Goal
In the mindfulness text, what did Mark Twain once say about his life?

[Start of Text provided]

Published 15/12/2015

Joseph Pond
Joseph Pond

Mark Twain once said that his life had been filled with many tragedies, most of which never happened. Like all the best comedy, this contains a tragic truth about the human condition.

I was asked once, “If mindfulness is about being in the present, can one mindfully plan for the future?” It’s a good question, especially as we’re approaching a new year.

First, many of our ‘plans’ are like Twain’s.

When my wife is an hour late, my mind often begins to churn over the worst case scenarios. I daydream about having to heroically break the bad news to our kids. This internal soap opera goes on until the potatoes boil over or she steps through our front door. Mindfulness tends to decrease this kind of catastrophising. Another kind of ‘planning’ that decreases as your meditation practice builds is particularly significant at this time of year. I call it ‘revenge planning’.

Have you ever replayed an argument in your head, adding in what you should have said, or wish you had said?

If any of you are planning to get even with poor old aunt Vivian for something she said at last year’s Christmas dinner, you’ll understand revenge planning.

[End of Text provided]
[Start of Listing]

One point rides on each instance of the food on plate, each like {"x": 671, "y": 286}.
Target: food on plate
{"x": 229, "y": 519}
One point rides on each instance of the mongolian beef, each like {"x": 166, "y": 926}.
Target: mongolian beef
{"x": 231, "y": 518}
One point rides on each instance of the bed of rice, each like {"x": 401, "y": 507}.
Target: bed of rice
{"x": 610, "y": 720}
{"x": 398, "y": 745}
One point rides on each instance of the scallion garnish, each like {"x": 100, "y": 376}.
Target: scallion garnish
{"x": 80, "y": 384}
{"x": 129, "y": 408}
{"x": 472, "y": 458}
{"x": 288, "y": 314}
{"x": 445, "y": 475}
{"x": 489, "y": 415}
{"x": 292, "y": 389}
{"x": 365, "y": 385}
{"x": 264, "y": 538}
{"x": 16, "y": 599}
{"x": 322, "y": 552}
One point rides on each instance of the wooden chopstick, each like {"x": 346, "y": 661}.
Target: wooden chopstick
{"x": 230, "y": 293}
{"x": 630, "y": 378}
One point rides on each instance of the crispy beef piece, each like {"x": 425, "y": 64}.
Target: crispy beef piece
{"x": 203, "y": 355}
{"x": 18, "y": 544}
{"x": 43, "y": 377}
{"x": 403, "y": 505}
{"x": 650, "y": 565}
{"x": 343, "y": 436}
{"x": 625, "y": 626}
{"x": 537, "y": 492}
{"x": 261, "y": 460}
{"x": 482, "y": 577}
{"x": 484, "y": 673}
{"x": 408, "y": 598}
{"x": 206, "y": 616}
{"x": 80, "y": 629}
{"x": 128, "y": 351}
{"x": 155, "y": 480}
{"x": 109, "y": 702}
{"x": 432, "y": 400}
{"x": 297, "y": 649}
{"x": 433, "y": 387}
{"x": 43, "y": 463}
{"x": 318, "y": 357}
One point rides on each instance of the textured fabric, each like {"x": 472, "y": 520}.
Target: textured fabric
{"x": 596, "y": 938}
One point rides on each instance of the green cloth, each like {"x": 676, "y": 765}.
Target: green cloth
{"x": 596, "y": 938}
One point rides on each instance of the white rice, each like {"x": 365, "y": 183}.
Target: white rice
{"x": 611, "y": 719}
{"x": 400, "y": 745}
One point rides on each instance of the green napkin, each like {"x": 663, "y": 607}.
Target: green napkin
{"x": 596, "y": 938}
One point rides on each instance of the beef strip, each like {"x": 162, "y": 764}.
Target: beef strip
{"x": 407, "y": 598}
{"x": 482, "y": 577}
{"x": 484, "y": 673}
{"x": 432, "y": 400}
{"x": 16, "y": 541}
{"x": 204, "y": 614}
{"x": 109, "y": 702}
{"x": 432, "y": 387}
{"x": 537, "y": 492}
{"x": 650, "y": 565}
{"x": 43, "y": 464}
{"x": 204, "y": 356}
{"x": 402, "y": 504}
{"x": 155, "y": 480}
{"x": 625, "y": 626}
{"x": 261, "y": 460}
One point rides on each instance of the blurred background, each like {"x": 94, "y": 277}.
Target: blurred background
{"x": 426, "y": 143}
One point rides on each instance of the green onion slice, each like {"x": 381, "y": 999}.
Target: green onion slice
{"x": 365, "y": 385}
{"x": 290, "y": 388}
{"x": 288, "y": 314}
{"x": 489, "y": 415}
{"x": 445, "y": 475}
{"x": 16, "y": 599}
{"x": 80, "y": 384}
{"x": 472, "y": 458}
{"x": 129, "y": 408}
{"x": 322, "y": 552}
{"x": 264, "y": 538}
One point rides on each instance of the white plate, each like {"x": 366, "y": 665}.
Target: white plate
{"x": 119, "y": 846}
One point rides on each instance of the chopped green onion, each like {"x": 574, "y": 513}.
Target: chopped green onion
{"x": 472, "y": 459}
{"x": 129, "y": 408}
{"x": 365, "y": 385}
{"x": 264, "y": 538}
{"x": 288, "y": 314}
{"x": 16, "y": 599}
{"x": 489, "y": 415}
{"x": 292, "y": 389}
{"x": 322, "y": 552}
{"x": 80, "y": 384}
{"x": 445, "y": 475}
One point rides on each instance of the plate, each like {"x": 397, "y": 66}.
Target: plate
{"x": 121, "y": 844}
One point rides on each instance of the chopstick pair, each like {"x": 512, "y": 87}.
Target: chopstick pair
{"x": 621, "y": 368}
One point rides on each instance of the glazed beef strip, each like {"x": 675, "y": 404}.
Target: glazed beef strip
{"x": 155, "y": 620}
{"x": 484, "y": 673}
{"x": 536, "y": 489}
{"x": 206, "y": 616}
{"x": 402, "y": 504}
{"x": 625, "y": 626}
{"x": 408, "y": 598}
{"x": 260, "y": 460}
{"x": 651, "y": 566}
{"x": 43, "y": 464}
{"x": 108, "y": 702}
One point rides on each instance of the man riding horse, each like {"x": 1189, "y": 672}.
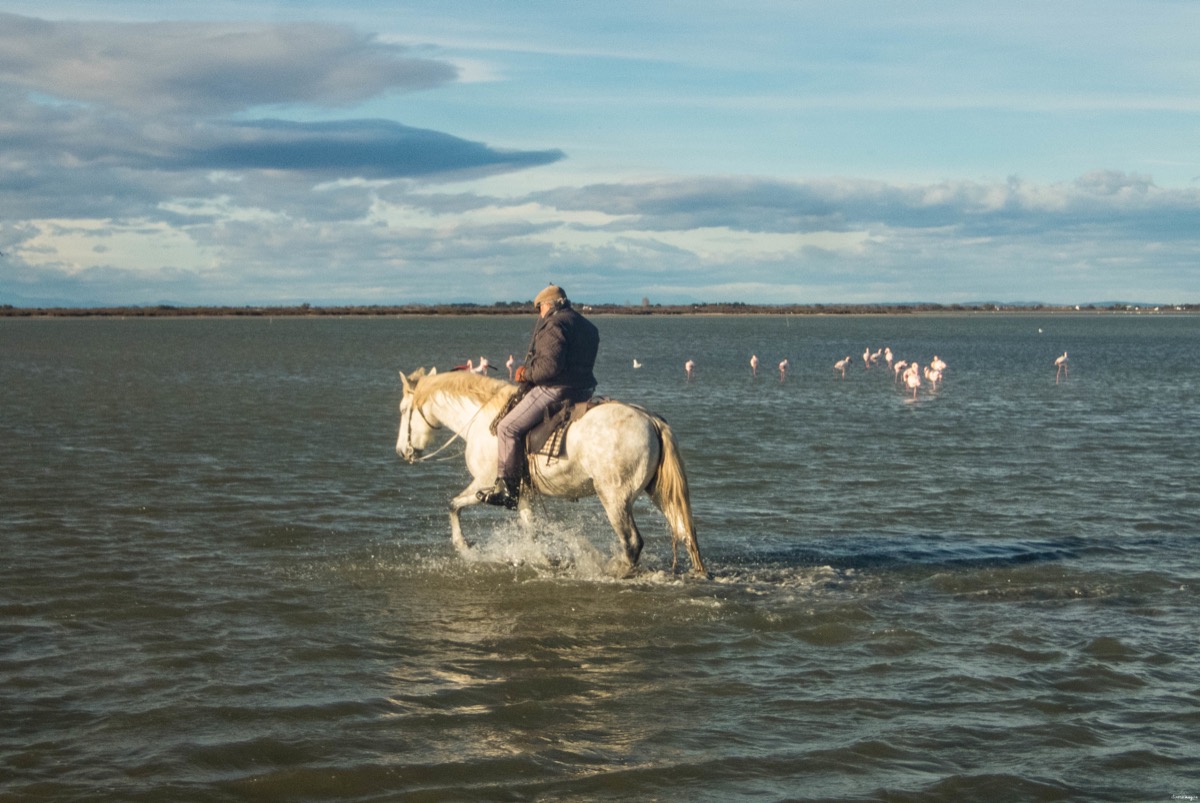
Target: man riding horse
{"x": 557, "y": 369}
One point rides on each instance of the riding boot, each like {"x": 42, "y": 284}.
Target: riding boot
{"x": 503, "y": 495}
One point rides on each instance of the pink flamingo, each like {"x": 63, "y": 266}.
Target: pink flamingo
{"x": 1061, "y": 364}
{"x": 912, "y": 378}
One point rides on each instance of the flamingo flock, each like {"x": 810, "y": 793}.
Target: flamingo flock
{"x": 909, "y": 376}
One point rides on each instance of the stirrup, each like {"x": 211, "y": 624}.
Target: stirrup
{"x": 502, "y": 495}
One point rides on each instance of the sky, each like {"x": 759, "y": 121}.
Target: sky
{"x": 777, "y": 151}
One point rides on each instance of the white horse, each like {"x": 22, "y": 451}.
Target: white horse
{"x": 616, "y": 453}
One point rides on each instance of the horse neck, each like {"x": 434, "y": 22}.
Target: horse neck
{"x": 454, "y": 411}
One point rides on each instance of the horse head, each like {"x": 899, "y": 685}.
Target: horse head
{"x": 414, "y": 427}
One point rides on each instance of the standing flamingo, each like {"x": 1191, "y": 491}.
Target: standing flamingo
{"x": 912, "y": 378}
{"x": 1061, "y": 364}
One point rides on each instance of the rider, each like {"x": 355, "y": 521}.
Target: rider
{"x": 558, "y": 367}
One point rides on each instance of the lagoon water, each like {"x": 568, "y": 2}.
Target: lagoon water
{"x": 217, "y": 581}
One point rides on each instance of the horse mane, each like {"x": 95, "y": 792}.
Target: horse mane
{"x": 485, "y": 390}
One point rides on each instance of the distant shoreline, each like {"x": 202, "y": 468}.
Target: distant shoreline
{"x": 525, "y": 307}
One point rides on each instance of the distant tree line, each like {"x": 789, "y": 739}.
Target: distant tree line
{"x": 526, "y": 307}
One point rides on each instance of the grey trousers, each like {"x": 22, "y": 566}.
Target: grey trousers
{"x": 511, "y": 430}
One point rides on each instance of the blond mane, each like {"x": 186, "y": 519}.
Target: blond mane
{"x": 485, "y": 390}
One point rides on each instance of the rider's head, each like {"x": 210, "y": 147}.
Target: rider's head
{"x": 550, "y": 299}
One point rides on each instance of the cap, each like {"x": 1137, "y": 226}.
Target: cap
{"x": 552, "y": 293}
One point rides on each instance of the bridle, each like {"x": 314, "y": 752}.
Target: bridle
{"x": 409, "y": 450}
{"x": 414, "y": 409}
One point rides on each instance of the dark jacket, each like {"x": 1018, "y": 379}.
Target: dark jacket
{"x": 563, "y": 351}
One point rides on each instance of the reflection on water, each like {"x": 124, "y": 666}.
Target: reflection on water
{"x": 988, "y": 593}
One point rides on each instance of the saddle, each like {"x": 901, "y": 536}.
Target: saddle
{"x": 549, "y": 438}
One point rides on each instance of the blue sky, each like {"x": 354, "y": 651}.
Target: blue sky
{"x": 785, "y": 151}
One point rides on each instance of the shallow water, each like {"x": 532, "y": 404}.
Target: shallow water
{"x": 219, "y": 582}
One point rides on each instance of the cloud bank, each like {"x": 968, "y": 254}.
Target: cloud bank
{"x": 223, "y": 163}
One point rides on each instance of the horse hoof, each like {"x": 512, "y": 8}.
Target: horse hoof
{"x": 622, "y": 569}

[End of Listing]

Response to the task
He said his life had been filled with many tragedies, most of which never happened.